YOUR OBJECTIVE :: For the entries that follow, produce an exact copy with no pictures in it.

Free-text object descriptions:
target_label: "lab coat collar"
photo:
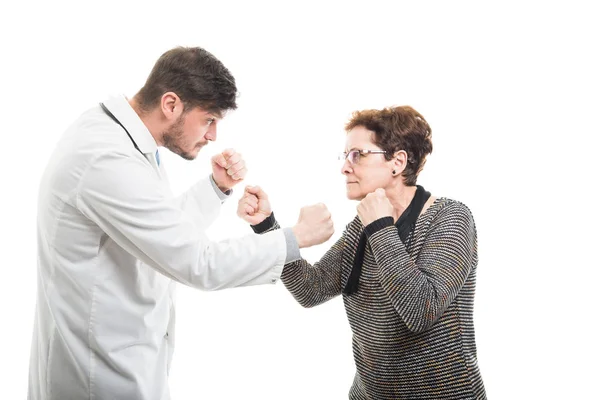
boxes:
[102,95,158,155]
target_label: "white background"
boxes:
[1,1,599,399]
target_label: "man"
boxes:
[28,46,334,400]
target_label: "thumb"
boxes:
[222,148,236,159]
[212,153,227,168]
[246,185,266,198]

YOUR RESPONSE ::
target_label: "lab coat collar"
photo:
boxes:
[102,95,158,155]
target_label: "white background"
boxes:
[1,1,599,399]
target_label: "man"
boxes:
[28,46,334,400]
target_label: "thumb"
boxes:
[222,148,236,159]
[212,153,227,168]
[246,185,266,198]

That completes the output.